[Coordinate annotation entries]
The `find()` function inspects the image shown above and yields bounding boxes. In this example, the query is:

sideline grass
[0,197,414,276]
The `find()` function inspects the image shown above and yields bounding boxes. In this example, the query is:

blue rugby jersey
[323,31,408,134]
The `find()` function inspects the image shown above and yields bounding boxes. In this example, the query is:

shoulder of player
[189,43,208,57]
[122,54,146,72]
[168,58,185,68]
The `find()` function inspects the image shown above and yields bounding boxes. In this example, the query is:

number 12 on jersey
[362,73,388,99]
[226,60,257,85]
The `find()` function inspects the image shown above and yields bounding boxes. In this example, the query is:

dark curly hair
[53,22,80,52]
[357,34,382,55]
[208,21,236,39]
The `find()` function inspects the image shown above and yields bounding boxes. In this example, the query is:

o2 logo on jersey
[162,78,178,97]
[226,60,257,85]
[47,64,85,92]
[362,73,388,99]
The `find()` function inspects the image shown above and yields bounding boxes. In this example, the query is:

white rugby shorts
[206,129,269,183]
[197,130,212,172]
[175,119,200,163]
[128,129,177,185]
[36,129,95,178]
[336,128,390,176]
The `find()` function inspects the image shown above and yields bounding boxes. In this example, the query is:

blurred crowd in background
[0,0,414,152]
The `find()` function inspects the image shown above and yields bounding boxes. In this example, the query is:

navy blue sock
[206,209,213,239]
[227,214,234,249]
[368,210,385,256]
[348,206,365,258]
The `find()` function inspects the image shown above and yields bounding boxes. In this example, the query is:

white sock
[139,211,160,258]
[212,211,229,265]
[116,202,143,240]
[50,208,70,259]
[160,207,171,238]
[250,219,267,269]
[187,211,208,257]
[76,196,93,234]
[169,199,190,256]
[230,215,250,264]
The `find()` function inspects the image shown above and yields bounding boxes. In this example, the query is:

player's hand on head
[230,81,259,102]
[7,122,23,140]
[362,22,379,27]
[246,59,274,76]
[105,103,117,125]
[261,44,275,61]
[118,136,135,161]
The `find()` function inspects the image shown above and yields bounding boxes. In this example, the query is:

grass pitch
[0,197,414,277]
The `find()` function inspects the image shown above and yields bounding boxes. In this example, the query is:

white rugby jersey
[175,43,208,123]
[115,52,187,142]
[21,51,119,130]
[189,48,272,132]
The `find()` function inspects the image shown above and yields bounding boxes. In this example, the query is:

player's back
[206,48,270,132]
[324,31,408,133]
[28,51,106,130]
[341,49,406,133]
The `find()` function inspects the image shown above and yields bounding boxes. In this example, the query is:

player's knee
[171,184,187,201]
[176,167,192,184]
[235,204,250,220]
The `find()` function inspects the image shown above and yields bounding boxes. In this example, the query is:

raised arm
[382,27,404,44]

> Problem to work on:
Reproduce every line of the data, from its opening line through the line containing "[118,136,135,161]", both ends included. Shift each bounding-box coordinate by adding 142 to it, and leave all other text unchanged.

> Solution:
The `find()` function inspects the image shown above and yields bounding boxes. In this example, the query is:

sideline grass
[142,339,556,418]
The `find()` function inspects the image shown above and yields bounding boxes. In this example, the query is:

blue rugby jersey
[465,173,550,276]
The `find()` function inspects the image shown above and yields bounding boxes. In this example, the query is:

shoulder of player
[331,185,350,199]
[264,196,288,214]
[310,200,327,210]
The `find()` function inspects the image shown above and yields bounding boxes. In this example, the query is:

number 12 on jersey
[504,215,530,241]
[368,202,399,227]
The `find()` function inspects the image shown above and yields bounding boxes. In this example, the query is:

dark curly hair
[195,164,222,194]
[499,176,524,197]
[350,163,378,181]
The `find()` function inspects the image shown above and yields bounding boxes. In this example, the query is:

o2 logo on jersey
[304,220,320,239]
[368,202,399,227]
[189,206,227,234]
[504,215,530,241]
The `find()` function inspects the image shown above and yields bounding boxes. In this example, the query is:

white rugby shorts
[348,271,411,325]
[339,272,354,314]
[317,261,342,305]
[270,271,319,327]
[178,271,237,320]
[478,270,532,318]
The `find()` function inspects the image shown above and yields bounding boxes. In this example, the query is:

blurred crowd in background
[142,142,556,294]
The `find()` function inspects the image shown above and yields bounding boxes. In this example, the query is:

navy blue sock
[348,351,355,381]
[369,356,376,391]
[510,352,527,398]
[490,348,507,400]
The `find()` function inspects the image shown above and yields bounding boxes. In this example, the query is:

white sock
[281,353,302,400]
[354,353,371,407]
[258,344,285,382]
[192,350,212,401]
[302,349,313,380]
[392,361,409,411]
[329,353,350,399]
[218,338,235,376]
[311,341,332,398]
[372,357,392,406]
The `find()` function inspects the image shown above and yields bounding boxes. In this example, the query is:

player's hand on head
[372,223,401,244]
[149,264,165,282]
[504,164,521,169]
[388,201,416,218]
[247,245,259,267]
[403,186,417,203]
[260,278,277,303]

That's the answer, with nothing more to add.